START Passage shown
Expand for visual example

CREATE TABLE OrderItems_Unnormalized (
    order_id INT,
    product_id VARCHAR(10),
    product_name VARCHAR(100),
    product_price DECIMAL(10, 2),
    quantity INT,
    order_date DATE,
    PRIMARY KEY (order_id, product_id) -- Composite Primary Key
);

INSERT INTO OrderItems_Unnormalized (order_id, product_id, product_name, product_price, quantity, order_date) VALUES
(101, 'A123', 'Laptop', 1200.00, 1, '2023-10-27'),
(101, 'B456', 'Mouse', 25.00, 2, '2023-10-27'),
(102, 'A123', 'Laptop', 1200.00, 1, '2023-10-28'),
(103, 'C789', 'Keyboard', 75.00, 1, '2023-10-29');
+------------------------------------------------------------------------------------+
| OrderItems_Unnormalized                                                            |
+------------------------------------------------------------------------------------+
| PK (order_id, product_id) | product_name | product_price | quantity | order_date   |
+------------------------------------------------------------------------------------+
| 101, A123               | Laptop       | 1200.00       | 1        | 2023-10-27     |
| 101, B456               | Mouse        | 25.00         | 2        | 2023-10-27     |
| 102, A123               | Laptop       | 1200.00       | 1        | 2023-10-28     |
| 103, C789               | Keyboard     | 75.00         | 1        | 2023-10-29     |
+------------------------------------------------------------------------------------+

Problem: Notice that product_name and product_price are repeated whenever the same product_id appears in different orders. These attributes are only dependent on product_id, which is part of the composite primary key (order_id, product_id), but not the entire key. This is a partial dependency.
END Passage shown
START Data extract
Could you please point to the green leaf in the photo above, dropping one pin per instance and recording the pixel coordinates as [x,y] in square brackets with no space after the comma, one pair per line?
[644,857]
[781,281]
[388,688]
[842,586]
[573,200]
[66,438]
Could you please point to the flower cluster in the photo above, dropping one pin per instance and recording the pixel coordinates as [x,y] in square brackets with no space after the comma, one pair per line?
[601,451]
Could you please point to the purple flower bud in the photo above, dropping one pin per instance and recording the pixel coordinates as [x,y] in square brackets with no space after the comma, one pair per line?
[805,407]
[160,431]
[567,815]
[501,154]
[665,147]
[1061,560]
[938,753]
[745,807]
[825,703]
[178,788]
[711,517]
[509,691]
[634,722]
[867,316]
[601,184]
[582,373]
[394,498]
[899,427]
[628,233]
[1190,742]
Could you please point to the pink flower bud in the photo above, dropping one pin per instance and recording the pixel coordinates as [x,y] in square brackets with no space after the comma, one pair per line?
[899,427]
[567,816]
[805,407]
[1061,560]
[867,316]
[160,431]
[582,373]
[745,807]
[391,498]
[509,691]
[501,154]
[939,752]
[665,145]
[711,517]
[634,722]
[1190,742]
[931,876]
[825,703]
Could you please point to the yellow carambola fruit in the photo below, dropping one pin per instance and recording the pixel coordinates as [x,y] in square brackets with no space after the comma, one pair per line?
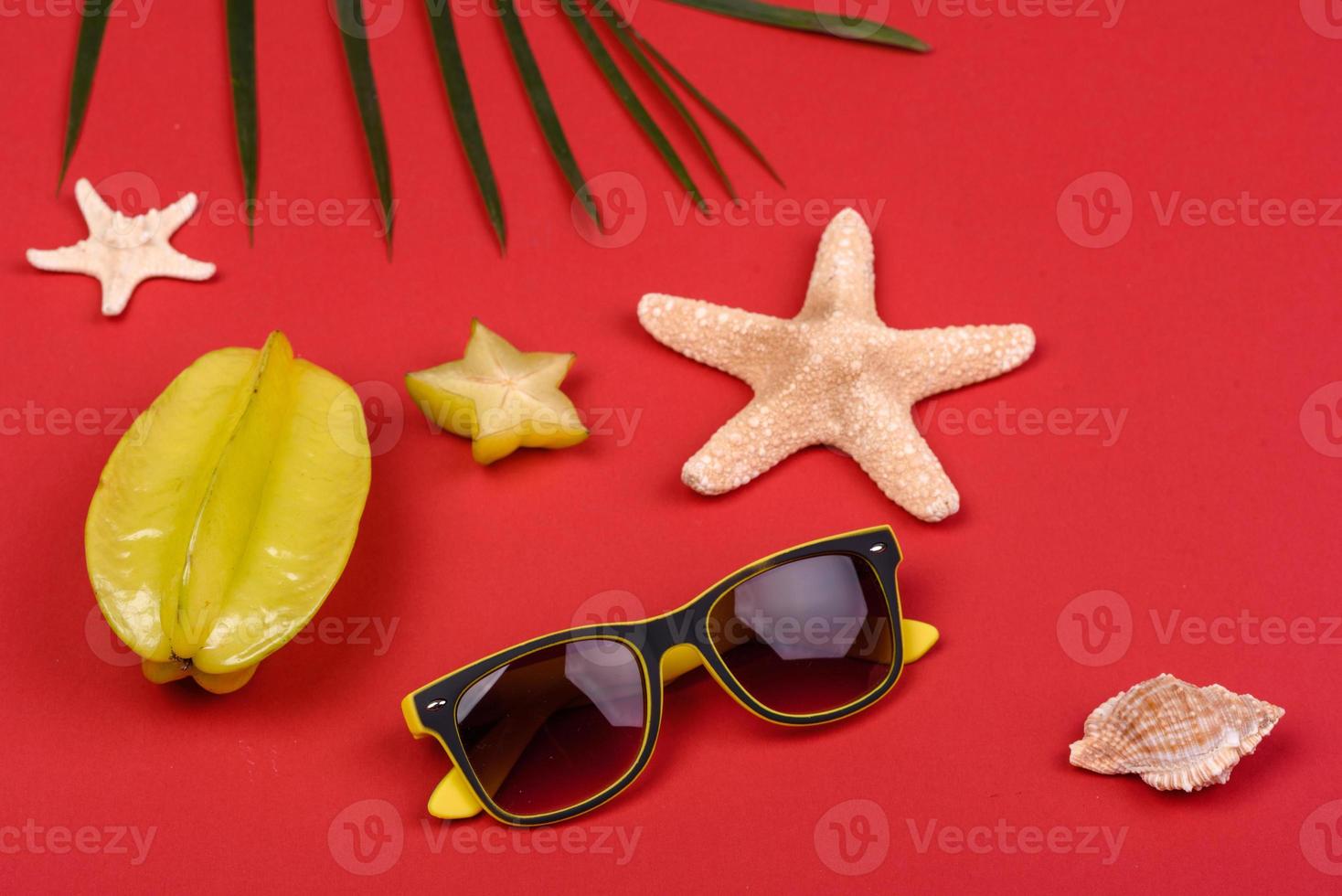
[227,511]
[499,399]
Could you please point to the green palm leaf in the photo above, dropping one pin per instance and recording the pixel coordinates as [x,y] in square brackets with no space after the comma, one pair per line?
[241,66]
[355,37]
[633,105]
[463,112]
[80,80]
[620,28]
[808,20]
[703,101]
[544,106]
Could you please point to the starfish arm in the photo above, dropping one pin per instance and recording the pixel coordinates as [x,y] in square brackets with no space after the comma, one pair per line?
[894,453]
[97,213]
[69,259]
[757,437]
[115,293]
[169,261]
[955,357]
[843,279]
[172,218]
[730,339]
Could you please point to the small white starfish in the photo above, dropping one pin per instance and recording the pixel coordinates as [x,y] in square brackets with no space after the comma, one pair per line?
[122,252]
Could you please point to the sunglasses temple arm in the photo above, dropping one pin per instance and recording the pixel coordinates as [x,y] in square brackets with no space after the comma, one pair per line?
[920,637]
[453,798]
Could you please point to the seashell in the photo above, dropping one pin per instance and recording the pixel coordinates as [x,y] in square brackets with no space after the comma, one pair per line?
[1173,734]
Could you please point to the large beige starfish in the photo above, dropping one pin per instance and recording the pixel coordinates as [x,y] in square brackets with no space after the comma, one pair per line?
[122,252]
[835,375]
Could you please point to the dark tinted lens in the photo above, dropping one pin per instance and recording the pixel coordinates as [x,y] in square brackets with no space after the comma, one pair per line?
[808,636]
[555,727]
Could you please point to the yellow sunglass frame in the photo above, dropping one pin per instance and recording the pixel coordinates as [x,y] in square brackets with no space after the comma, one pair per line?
[670,644]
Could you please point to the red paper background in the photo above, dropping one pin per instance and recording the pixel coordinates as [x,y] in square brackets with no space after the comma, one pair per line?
[1216,499]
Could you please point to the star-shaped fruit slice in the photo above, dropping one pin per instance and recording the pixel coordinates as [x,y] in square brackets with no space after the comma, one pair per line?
[835,375]
[122,252]
[499,399]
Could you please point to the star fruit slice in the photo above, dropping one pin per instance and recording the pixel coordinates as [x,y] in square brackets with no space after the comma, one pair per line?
[227,511]
[499,399]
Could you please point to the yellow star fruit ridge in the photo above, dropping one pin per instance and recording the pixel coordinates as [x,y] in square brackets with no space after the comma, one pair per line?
[499,399]
[227,511]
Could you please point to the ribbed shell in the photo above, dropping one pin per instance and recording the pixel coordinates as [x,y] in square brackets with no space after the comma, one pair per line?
[1173,734]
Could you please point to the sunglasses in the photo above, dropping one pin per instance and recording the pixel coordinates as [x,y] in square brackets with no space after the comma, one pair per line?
[557,726]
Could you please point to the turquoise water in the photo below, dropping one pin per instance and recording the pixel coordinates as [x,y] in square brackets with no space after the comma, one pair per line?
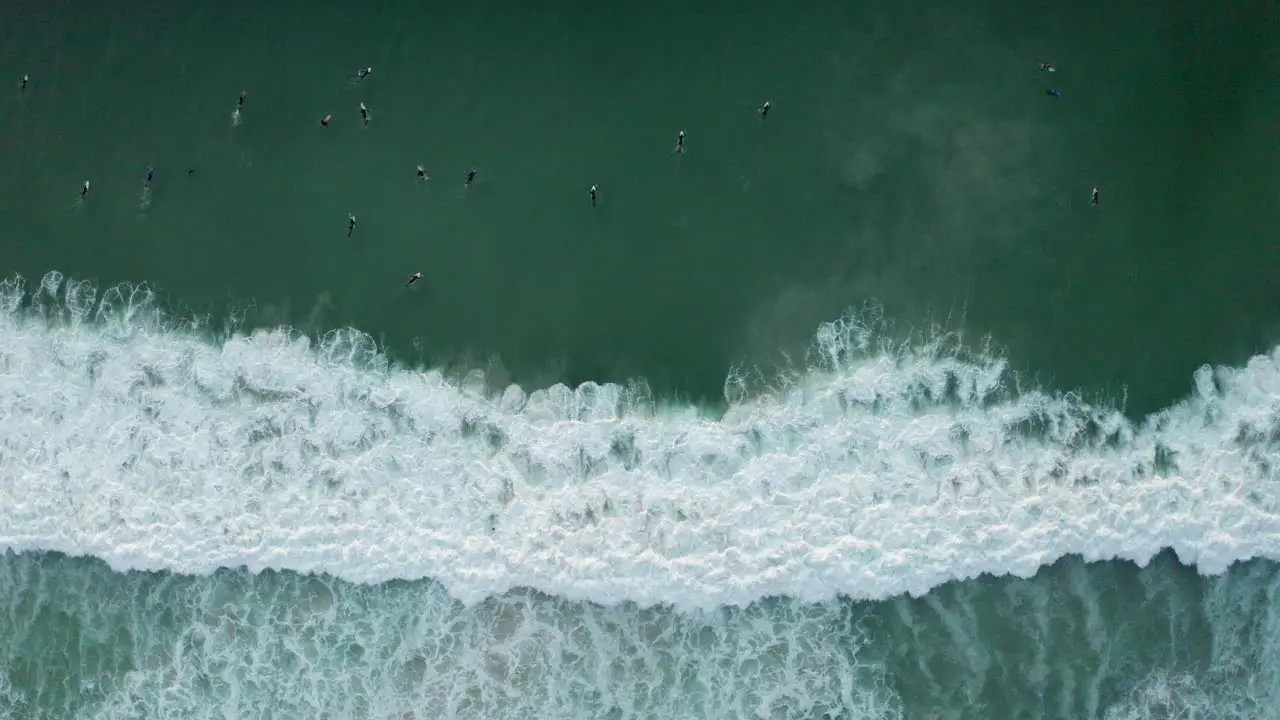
[856,411]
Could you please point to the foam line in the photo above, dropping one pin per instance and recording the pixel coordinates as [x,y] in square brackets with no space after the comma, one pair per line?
[876,473]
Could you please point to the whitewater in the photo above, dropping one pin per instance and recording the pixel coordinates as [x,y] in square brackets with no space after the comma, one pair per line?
[886,468]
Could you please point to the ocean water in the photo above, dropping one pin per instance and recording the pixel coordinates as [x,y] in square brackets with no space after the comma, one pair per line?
[859,411]
[903,531]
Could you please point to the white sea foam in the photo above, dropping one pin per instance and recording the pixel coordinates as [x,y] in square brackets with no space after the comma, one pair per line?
[878,472]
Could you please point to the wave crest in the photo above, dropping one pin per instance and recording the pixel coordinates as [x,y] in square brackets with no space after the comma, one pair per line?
[885,469]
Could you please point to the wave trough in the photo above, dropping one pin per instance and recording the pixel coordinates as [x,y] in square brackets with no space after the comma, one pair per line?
[881,470]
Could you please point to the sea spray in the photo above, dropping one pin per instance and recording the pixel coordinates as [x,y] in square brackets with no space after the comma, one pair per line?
[129,436]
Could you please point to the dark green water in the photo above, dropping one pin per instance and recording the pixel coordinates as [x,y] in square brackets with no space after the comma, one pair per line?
[912,158]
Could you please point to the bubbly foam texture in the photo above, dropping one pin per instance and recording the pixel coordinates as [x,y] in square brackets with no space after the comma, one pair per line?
[1066,643]
[881,470]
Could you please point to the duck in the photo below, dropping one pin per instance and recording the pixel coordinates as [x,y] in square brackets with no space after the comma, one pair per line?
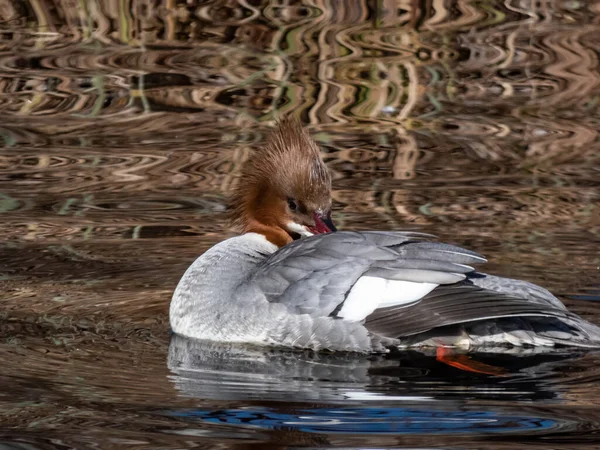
[290,279]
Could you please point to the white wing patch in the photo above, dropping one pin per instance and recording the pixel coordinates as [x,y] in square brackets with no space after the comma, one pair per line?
[370,293]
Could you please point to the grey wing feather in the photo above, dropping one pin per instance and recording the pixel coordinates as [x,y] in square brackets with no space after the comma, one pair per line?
[516,288]
[453,304]
[314,275]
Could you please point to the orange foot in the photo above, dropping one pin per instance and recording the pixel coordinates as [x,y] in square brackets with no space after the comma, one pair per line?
[465,362]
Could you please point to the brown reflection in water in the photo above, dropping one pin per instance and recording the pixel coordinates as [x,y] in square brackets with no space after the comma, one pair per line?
[125,124]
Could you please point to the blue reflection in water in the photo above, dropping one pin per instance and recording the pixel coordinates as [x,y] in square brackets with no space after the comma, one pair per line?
[373,420]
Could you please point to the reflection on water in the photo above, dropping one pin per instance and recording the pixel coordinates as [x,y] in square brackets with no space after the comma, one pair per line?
[124,127]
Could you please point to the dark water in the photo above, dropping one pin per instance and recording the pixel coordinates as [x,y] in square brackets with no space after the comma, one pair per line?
[124,124]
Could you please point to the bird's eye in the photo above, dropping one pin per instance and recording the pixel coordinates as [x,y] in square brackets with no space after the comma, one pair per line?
[292,204]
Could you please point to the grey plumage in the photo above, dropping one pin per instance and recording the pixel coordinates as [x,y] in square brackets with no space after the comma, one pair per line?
[246,290]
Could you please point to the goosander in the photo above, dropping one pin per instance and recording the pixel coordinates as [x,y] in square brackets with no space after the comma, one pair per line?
[292,280]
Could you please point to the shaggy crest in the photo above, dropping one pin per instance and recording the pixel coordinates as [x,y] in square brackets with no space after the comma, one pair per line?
[289,165]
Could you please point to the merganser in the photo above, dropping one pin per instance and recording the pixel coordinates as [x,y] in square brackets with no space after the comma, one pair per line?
[291,279]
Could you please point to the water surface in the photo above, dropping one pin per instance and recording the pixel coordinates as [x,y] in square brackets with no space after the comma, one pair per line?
[124,128]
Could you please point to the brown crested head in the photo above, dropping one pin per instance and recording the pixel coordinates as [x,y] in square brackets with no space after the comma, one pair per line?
[284,191]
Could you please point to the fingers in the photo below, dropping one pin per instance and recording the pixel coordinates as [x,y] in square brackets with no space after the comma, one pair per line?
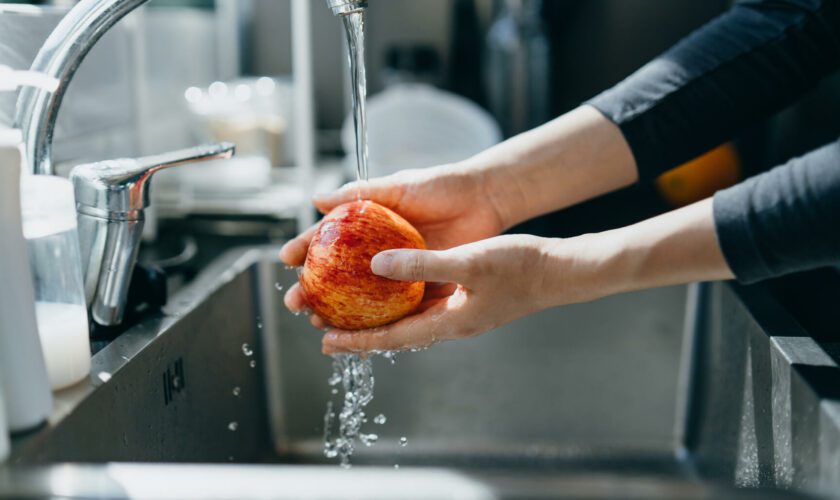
[421,265]
[439,290]
[444,320]
[294,251]
[382,190]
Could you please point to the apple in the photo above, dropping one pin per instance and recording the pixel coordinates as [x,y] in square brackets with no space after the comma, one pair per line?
[336,279]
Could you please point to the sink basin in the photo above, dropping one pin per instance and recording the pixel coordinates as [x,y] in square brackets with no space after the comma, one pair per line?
[585,400]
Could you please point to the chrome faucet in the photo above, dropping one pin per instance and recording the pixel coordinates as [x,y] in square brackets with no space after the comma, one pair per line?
[344,7]
[110,199]
[110,195]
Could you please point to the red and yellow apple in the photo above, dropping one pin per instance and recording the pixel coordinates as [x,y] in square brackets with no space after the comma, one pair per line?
[337,280]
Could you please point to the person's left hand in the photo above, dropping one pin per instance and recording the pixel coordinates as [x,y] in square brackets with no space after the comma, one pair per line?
[471,289]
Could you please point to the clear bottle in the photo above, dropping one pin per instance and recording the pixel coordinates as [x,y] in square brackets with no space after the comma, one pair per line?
[49,227]
[26,390]
[517,67]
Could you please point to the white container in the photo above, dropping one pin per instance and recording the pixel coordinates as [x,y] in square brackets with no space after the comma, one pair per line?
[26,388]
[5,446]
[49,227]
[414,125]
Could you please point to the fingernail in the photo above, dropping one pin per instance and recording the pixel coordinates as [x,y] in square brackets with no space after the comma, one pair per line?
[382,263]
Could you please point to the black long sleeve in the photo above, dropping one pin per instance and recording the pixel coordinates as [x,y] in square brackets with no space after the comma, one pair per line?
[741,67]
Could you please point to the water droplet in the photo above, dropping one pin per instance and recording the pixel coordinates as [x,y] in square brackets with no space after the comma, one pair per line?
[368,439]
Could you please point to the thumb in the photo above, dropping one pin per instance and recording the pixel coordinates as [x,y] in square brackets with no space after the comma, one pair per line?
[419,265]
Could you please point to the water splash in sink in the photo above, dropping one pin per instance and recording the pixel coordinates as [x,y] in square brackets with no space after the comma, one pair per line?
[355,374]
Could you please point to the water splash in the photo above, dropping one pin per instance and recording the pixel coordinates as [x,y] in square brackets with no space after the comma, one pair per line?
[355,374]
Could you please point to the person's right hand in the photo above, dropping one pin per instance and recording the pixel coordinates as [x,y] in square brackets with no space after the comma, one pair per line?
[449,205]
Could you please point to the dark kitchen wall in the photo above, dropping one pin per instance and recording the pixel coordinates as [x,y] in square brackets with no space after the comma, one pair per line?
[594,42]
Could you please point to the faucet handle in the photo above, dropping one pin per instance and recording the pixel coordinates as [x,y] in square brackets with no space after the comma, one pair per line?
[120,188]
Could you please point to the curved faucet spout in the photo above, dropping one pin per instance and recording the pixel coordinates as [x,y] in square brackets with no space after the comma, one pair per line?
[60,57]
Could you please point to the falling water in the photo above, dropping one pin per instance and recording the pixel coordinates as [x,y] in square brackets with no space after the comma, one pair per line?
[354,26]
[356,378]
[354,373]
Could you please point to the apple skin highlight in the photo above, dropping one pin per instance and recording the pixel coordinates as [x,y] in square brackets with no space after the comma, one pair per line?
[336,278]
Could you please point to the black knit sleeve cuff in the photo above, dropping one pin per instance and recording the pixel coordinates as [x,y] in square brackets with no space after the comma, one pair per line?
[737,240]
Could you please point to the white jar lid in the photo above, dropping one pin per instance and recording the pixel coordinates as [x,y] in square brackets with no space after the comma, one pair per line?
[48,205]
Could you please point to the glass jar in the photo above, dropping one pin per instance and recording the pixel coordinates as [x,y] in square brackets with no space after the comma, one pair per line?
[49,227]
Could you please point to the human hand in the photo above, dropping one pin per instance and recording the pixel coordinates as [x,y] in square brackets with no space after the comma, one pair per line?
[471,289]
[494,281]
[448,205]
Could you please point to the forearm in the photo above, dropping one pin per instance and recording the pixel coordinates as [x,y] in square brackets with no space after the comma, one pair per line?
[575,157]
[677,247]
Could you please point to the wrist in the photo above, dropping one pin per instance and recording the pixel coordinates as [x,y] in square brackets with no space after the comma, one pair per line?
[582,268]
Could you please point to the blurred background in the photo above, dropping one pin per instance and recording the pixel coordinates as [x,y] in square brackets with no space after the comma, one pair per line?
[446,79]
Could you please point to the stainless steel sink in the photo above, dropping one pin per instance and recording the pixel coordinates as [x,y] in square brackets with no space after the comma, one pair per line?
[586,400]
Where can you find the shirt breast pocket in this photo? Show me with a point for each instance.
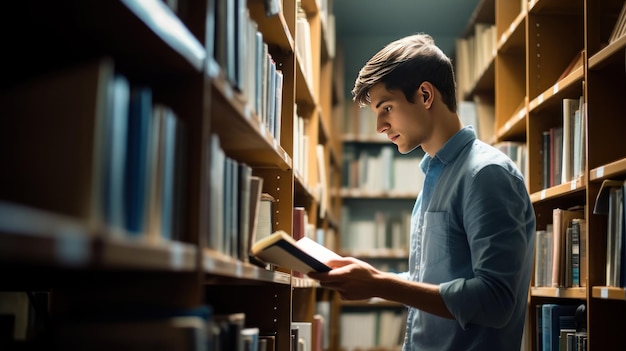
END Data extract
Transcribe the SQL normalization passage above in its entirety, keeping every character, line break, and table border unchanged.

Expand for visual example

CREATE TABLE OrderItems_Unnormalized (
    order_id INT,
    product_id VARCHAR(10),
    product_name VARCHAR(100),
    product_price DECIMAL(10, 2),
    quantity INT,
    order_date DATE,
    PRIMARY KEY (order_id, product_id) -- Composite Primary Key
);

INSERT INTO OrderItems_Unnormalized (order_id, product_id, product_name, product_price, quantity, order_date) VALUES
(101, 'A123', 'Laptop', 1200.00, 1, '2023-10-27'),
(101, 'B456', 'Mouse', 25.00, 2, '2023-10-27'),
(102, 'A123', 'Laptop', 1200.00, 1, '2023-10-28'),
(103, 'C789', 'Keyboard', 75.00, 1, '2023-10-29');
+------------------------------------------------------------------------------------+
| OrderItems_Unnormalized                                                            |
+------------------------------------------------------------------------------------+
| PK (order_id, product_id) | product_name | product_price | quantity | order_date   |
+------------------------------------------------------------------------------------+
| 101, A123               | Laptop       | 1200.00       | 1        | 2023-10-27     |
| 101, B456               | Mouse        | 25.00         | 2        | 2023-10-27     |
| 102, A123               | Laptop       | 1200.00       | 1        | 2023-10-28     |
| 103, C789               | Keyboard     | 75.00         | 1        | 2023-10-29     |
+------------------------------------------------------------------------------------+

Problem: Notice that product_name and product_price are repeated whenever the same product_id appears in different orders. These attributes are only dependent on product_id, which is part of the composite primary key (order_id, product_id), but not the entire key. This is a partial dependency.